• [EXERCISE DETAILS]: Reproduce word for word everything from the line containing "Each instance of the side mirror" down to the line containing "113L345 115L354 115L359", including both of those lines.

• [EXERCISE INPUTS]:
>>>>

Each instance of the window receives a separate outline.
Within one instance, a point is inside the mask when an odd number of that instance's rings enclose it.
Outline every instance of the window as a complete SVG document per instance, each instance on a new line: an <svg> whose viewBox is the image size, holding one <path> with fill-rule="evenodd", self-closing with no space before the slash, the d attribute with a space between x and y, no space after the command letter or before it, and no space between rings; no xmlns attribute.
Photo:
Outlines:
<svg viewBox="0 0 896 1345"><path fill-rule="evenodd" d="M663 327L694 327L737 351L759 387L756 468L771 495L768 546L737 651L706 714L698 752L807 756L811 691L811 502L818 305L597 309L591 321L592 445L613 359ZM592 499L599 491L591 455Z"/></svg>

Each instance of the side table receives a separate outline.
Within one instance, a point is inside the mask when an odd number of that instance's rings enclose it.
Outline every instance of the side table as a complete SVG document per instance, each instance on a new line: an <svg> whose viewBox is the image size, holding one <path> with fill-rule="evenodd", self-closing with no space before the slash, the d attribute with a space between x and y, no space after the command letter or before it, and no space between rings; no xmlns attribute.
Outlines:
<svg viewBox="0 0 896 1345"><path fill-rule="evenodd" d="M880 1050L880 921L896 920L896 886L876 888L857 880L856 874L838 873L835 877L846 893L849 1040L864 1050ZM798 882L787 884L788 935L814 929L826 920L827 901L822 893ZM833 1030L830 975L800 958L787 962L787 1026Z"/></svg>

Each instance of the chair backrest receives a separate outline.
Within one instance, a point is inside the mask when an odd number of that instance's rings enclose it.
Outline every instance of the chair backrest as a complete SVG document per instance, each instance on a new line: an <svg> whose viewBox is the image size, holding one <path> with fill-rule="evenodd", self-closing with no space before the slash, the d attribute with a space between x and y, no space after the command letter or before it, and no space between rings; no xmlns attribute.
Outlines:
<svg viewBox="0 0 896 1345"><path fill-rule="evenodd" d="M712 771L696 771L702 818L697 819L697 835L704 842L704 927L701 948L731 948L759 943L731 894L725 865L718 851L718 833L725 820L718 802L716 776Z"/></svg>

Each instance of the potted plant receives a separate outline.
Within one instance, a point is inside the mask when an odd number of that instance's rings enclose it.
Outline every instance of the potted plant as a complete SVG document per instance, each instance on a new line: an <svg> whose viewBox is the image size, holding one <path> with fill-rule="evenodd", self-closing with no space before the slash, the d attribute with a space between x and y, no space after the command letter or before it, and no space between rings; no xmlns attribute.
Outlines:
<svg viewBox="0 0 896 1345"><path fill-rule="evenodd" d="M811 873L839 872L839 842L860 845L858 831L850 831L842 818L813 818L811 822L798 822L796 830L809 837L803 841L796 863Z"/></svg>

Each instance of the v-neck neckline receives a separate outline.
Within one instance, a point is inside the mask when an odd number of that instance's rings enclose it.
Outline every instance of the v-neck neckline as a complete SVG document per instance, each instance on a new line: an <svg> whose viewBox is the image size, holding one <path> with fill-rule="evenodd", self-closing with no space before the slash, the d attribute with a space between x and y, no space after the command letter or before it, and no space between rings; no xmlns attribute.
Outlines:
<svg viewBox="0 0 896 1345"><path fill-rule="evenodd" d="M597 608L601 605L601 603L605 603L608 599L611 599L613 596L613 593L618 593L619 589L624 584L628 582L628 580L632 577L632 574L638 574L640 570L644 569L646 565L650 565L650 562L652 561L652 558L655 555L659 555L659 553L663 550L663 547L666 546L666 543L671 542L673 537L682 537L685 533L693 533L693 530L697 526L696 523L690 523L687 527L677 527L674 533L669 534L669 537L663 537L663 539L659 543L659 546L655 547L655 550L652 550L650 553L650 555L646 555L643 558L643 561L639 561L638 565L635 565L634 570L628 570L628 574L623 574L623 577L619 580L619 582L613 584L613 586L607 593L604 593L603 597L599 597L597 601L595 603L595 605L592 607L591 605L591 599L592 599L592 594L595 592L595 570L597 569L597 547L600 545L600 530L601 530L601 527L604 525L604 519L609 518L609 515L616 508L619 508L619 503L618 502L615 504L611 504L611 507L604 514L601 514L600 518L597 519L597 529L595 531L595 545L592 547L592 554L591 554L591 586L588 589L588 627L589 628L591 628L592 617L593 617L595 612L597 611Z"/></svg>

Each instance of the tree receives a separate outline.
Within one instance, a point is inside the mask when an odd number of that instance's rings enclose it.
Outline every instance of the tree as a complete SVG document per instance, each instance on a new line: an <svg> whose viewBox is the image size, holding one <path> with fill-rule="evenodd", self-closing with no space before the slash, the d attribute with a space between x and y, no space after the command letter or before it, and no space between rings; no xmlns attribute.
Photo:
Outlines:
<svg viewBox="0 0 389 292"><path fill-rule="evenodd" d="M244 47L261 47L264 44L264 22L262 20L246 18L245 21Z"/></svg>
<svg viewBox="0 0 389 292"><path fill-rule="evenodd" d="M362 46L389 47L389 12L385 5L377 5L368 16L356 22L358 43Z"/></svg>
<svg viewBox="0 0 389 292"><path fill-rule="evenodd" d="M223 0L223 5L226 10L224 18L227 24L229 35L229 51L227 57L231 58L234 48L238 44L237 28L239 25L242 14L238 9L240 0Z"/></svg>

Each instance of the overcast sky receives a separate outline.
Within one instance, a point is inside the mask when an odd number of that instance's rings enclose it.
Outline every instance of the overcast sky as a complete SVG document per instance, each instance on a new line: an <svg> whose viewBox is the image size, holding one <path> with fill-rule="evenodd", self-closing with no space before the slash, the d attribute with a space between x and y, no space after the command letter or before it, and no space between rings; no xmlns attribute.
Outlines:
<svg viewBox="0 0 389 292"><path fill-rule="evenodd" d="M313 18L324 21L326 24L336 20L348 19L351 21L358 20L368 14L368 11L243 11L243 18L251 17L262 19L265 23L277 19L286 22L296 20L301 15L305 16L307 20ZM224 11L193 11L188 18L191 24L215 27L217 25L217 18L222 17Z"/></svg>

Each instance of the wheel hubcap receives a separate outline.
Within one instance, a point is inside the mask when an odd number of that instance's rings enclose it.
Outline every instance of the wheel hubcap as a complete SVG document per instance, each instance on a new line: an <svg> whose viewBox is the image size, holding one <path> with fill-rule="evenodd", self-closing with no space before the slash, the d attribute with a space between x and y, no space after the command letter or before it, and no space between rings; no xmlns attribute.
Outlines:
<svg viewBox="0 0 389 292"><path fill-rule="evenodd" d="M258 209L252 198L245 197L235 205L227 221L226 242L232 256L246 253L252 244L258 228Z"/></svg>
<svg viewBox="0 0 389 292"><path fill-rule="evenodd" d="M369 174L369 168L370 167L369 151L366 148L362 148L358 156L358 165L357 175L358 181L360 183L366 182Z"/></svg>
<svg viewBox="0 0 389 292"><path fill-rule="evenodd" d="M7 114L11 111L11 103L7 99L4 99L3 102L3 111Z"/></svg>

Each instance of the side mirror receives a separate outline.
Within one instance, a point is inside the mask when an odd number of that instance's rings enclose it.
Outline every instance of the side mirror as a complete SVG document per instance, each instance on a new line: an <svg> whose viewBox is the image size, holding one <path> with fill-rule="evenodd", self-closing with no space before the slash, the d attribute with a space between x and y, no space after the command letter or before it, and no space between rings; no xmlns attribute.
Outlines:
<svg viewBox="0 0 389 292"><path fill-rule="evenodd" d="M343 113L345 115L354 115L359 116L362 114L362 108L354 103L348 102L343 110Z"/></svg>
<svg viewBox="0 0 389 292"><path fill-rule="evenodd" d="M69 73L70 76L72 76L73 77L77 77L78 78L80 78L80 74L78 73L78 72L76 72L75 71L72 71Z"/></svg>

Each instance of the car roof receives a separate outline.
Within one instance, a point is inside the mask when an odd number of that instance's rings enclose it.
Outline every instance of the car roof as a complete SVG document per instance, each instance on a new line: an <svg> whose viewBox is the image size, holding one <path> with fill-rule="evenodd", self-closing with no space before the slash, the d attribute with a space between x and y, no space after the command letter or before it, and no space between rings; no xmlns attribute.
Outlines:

<<<<

• [RESULT FOR THIS TASK]:
Each instance of the side mirror receives a separate outline.
Within one instance, a point is inside the mask when an odd number of that instance's rings enclose it.
Outline every instance of the side mirror as a complete SVG document per instance, each instance on a new line: an <svg> whose viewBox is the image size, holding one <path> with fill-rule="evenodd", self-closing with no space before the slash, the d attribute with a space between x and y, no space after the command letter or before it, and no space between rings; no xmlns attribute.
Outlines:
<svg viewBox="0 0 389 292"><path fill-rule="evenodd" d="M343 113L345 115L354 115L359 116L362 114L362 108L354 103L348 102L343 110Z"/></svg>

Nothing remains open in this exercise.